BEGIN Records supplied
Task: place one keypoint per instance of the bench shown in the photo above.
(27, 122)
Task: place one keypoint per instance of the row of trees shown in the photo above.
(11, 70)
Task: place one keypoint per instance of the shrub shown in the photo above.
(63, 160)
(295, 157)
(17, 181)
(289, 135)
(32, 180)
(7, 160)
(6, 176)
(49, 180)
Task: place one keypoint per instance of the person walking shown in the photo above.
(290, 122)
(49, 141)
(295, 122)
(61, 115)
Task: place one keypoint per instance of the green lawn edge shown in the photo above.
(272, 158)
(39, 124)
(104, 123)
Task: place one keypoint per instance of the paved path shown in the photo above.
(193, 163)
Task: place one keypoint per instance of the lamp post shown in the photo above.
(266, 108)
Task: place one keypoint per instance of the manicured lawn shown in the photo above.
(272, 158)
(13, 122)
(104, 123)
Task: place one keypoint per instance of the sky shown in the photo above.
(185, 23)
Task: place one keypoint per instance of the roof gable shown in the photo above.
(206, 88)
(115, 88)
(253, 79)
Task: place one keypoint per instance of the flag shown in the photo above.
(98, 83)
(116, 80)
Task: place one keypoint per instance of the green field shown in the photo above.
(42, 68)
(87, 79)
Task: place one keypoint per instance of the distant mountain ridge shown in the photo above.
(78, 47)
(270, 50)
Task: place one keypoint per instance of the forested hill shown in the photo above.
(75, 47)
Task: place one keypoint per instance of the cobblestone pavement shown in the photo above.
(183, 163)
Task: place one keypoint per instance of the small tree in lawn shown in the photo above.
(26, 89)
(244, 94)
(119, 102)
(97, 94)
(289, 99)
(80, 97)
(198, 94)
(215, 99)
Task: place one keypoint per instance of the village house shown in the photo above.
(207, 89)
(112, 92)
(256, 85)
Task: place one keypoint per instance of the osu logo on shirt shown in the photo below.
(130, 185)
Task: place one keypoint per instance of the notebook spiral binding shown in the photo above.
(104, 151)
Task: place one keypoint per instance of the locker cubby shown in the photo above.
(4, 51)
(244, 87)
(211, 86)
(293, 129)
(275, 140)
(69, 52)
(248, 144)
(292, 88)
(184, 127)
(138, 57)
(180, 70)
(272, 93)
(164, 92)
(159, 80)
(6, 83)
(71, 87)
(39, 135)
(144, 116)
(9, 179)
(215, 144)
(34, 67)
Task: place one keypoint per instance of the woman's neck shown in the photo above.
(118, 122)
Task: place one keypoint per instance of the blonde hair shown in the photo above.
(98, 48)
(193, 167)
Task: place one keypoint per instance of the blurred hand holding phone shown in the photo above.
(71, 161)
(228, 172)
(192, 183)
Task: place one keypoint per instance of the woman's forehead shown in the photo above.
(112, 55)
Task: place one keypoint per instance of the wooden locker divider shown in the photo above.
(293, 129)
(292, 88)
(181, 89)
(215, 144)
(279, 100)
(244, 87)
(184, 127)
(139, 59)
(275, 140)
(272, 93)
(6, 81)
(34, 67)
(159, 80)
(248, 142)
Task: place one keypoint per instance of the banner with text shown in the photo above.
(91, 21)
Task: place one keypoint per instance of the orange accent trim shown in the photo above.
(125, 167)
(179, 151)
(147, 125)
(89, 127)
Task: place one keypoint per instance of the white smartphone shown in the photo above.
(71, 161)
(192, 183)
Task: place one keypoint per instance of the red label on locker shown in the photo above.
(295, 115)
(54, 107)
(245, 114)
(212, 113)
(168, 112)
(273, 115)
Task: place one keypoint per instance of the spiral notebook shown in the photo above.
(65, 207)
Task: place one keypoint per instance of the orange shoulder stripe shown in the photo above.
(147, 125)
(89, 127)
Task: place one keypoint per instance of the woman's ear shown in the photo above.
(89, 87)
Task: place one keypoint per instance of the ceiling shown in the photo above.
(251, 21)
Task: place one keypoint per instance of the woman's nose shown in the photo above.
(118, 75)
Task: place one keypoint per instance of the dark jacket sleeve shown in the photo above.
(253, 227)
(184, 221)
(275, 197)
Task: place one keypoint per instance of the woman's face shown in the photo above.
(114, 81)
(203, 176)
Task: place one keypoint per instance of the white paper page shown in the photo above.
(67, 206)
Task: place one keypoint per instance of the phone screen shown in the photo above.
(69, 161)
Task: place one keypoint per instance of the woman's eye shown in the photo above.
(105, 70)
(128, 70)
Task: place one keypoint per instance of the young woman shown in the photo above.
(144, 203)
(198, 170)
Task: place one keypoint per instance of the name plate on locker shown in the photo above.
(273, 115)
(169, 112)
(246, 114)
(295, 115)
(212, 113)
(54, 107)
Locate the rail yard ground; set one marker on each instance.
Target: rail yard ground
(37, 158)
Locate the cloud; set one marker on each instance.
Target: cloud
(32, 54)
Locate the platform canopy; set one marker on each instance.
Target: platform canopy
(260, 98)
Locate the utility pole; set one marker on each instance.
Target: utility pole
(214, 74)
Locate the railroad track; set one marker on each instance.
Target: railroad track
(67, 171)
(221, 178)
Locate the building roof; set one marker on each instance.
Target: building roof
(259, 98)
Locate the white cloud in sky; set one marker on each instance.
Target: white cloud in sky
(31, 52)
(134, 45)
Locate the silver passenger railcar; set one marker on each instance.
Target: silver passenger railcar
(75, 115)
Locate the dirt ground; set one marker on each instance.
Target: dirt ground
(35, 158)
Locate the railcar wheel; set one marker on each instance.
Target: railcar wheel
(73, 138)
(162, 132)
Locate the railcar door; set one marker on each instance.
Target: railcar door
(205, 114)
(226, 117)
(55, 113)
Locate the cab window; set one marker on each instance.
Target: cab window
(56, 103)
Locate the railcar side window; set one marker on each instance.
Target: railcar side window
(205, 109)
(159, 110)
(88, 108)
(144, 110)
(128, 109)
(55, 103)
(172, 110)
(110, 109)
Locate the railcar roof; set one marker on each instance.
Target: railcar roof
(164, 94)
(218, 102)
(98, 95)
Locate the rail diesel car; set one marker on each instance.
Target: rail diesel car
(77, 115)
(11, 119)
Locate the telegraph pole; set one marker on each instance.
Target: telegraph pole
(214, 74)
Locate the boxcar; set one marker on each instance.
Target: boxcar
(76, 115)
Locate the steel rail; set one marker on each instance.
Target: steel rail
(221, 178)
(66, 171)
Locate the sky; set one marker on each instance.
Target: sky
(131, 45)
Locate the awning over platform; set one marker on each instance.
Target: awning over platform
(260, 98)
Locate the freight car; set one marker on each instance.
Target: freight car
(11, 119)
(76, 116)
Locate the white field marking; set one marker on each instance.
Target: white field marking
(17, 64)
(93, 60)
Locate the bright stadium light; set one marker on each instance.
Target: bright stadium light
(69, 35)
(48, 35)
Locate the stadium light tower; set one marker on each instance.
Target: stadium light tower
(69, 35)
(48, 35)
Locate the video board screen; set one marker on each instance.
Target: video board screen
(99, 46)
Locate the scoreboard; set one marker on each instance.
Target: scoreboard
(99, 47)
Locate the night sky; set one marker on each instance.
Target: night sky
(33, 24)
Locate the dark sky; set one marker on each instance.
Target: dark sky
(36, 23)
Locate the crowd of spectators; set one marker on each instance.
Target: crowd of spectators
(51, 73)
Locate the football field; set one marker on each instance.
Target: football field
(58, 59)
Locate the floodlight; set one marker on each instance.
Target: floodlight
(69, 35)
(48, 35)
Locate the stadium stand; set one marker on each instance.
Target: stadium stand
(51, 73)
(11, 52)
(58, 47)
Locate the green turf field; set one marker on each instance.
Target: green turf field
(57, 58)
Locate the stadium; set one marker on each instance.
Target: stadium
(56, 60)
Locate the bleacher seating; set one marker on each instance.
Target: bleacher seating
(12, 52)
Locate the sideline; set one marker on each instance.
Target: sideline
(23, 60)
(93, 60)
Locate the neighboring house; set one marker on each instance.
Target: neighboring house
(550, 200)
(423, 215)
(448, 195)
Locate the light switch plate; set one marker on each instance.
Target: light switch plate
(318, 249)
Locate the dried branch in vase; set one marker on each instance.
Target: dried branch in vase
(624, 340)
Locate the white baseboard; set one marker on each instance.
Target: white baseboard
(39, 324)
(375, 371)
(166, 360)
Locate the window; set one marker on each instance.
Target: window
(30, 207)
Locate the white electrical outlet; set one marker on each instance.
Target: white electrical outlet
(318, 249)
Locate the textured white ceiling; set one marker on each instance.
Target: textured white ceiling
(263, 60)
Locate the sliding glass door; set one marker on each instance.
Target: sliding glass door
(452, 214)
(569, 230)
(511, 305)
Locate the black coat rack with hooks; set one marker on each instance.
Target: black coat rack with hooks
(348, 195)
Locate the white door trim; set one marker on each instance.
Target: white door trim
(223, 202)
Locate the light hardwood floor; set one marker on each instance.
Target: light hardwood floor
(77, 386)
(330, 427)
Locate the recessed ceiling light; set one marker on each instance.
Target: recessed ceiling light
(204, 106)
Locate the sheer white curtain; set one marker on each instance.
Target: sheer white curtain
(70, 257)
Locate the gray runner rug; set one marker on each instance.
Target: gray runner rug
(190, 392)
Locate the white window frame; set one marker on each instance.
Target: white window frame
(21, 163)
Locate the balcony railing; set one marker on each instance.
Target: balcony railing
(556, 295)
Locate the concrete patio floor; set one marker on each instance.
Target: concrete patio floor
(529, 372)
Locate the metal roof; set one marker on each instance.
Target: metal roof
END Records supplied
Where the line containing "Locate the dried" appears, start copying, and go on exactly through the last line of the data.

Locate the dried branch in vase; set one marker on each instance.
Target: dried branch in vase
(624, 340)
Locate the white baseboard; set one marker on each instance.
Target: white baseboard
(39, 324)
(375, 371)
(166, 360)
Locate the window; set one marker on each instance.
Target: window
(30, 207)
Locate the white electrical outlet; set one marker on each instance.
Target: white electrical outlet
(318, 249)
Locate the textured white ceiling; set one marker on each instance.
Target: textured white ceiling
(263, 60)
Locate the sliding glass door; set one marker on each instance.
Target: sliding glass door
(452, 214)
(569, 230)
(511, 305)
Locate the black coat rack with hooks; set one marker on each instance.
Target: black coat rack with hooks
(348, 195)
Locate the white door trim; set one marker on each instance.
Target: white door trim
(223, 202)
Locate the light hardwood floor; set one marker on each instance.
Target: light hardwood floor
(77, 386)
(330, 427)
Locate the recessed ceiling light; set one marker on each instance.
Target: recessed ceiling light
(204, 106)
Locate the sheer white curtain; set one marker on each instance.
Target: sheer white curtain
(70, 257)
Locate the gray runner rug; set one marker on each instance.
Target: gray runner rug
(190, 392)
Locate the white window frame; set one marker on each instance.
Target: white window frame
(21, 163)
Locate the balcony railing; set one marker on each instance.
Target: balcony railing
(556, 295)
Locate the concrete patio floor; set one marker on each instance.
Target: concrete patio floor
(529, 372)
Locate the metal roof; set one marker on each instance.
Target: metal roof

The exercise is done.